◆ What you will do
Arrange all the lines below as a numbered list, skipping any blank lines. Leave any pictures out of your answer.

(Entries for labeling image regions)
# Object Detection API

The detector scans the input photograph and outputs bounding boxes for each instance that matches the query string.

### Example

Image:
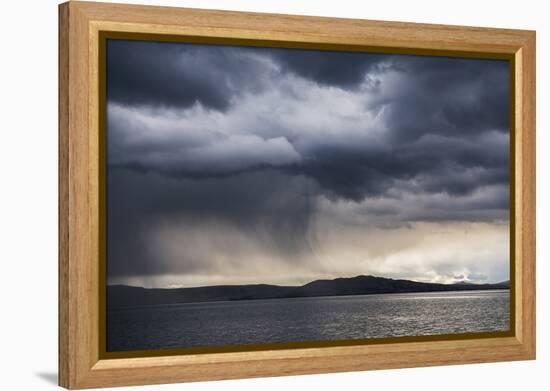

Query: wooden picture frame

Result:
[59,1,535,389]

◆ Exercise output
1. # Object Detection API
2. The detector scans the input photograph and outputs bounding boxes for each instance that matches the query string.
3. ### Example
4. Image:
5. Query: wooden picture frame
6. Result:
7. [59,1,535,389]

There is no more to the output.